** Start of Materials provided **
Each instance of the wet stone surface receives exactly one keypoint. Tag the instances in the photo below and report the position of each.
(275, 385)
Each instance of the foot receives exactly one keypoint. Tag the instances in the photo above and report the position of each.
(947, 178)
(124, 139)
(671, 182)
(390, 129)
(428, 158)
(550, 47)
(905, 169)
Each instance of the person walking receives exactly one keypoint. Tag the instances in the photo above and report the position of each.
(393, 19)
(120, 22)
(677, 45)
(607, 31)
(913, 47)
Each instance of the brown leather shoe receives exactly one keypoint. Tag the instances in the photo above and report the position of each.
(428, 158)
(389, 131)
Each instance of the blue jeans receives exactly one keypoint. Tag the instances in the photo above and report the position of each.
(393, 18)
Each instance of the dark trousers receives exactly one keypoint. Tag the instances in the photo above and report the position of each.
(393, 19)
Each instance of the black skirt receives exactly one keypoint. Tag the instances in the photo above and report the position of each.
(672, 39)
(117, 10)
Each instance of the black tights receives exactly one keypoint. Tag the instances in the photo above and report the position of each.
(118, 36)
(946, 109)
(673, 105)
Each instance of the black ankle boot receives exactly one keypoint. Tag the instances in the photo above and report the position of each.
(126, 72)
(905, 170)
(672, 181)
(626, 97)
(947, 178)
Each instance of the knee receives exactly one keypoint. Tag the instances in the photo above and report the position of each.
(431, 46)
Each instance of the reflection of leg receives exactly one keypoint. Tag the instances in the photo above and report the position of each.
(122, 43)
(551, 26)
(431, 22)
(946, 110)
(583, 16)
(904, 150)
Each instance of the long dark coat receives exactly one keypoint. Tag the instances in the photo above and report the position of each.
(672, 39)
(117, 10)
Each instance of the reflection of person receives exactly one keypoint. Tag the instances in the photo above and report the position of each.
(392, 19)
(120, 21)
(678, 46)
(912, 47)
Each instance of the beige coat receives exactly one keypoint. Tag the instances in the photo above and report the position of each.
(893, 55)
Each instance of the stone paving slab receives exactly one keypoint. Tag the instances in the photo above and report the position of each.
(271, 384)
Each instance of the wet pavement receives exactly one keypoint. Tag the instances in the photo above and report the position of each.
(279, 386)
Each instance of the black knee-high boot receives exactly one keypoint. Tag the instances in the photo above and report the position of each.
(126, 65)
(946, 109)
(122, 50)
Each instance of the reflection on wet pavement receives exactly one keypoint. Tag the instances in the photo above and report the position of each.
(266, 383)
** End of Materials provided **
[Stated exercise]
Can you change every "keypoint" in the lines above to "marker" and give all the lines back with nothing else altered?

[Task result]
Each instance of the wet stone surface receives exactly one marker. Tag the instances in the photo below and report the position of each.
(275, 385)
Each instance of the foot receives exactly one marker. Tag the instances in the photo above and report the position of each.
(947, 178)
(124, 139)
(671, 182)
(390, 129)
(428, 158)
(550, 47)
(905, 169)
Each instance of the person walking receives exactly one marker. Tag the instances in the photo above and report the position of each.
(393, 19)
(120, 22)
(677, 45)
(607, 31)
(913, 47)
Each instance of the brown leather shoe receives exactly one marker. Tag the instances in the photo above and report the position of each.
(428, 158)
(389, 131)
Each instance of the blue jeans receives exactly one marker. Tag the instances in the photo above and report the position of each.
(393, 18)
Each instance of the dark trousers receives exactly one marker. Tag the instances in the photo above and report the position of each.
(393, 19)
Each instance of the black skirt receives exactly one marker. Tag the instances in the photo above and report the position of each.
(672, 39)
(117, 10)
Each instance of the black tights receives exactly one marker. Tag the instances in the photo above and report the position of each.
(118, 36)
(946, 109)
(673, 105)
Each instance of the black ankle boot receives exactly one marker. Tag the instances in the photo above and report the position of each.
(126, 72)
(905, 170)
(672, 181)
(626, 97)
(947, 178)
Each instance of the knee receives exactly one marker. Tag the instances in the photo above and report the position of each.
(431, 46)
Each instance of the reflection of leg receives exactly one marker. Tag the instances in the photo above and report the position of each.
(122, 43)
(551, 26)
(431, 22)
(946, 110)
(583, 16)
(904, 150)
Each instance of the long dark coat receives exactly one marker. Tag the instances in the photo above and report the position of each.
(672, 39)
(117, 10)
Each instance of the reflection of person receives exactly one marker. Tag the instances in the photo above and report the position of each.
(392, 19)
(120, 21)
(678, 46)
(912, 47)
Each instance of the beige coat receives exactly one marker. Tag the instances in the photo above and report the position of each.
(893, 55)
Each instance of the stone paving slab receives exactly one marker. Tag the instances in the photo above and report the position of each.
(271, 384)
Each instance of the wet pavement receives exactly one marker. Tag the instances in the photo above and report the position of each.
(279, 386)
Each instance of the black knee-high boot receives exactly one marker. Tag the instances in the photo above and report the position of each.
(126, 65)
(946, 109)
(122, 50)
Each instance of the reflection on wet pavement receives exactly one marker. Tag the instances in the photo above and report the position of each.
(266, 383)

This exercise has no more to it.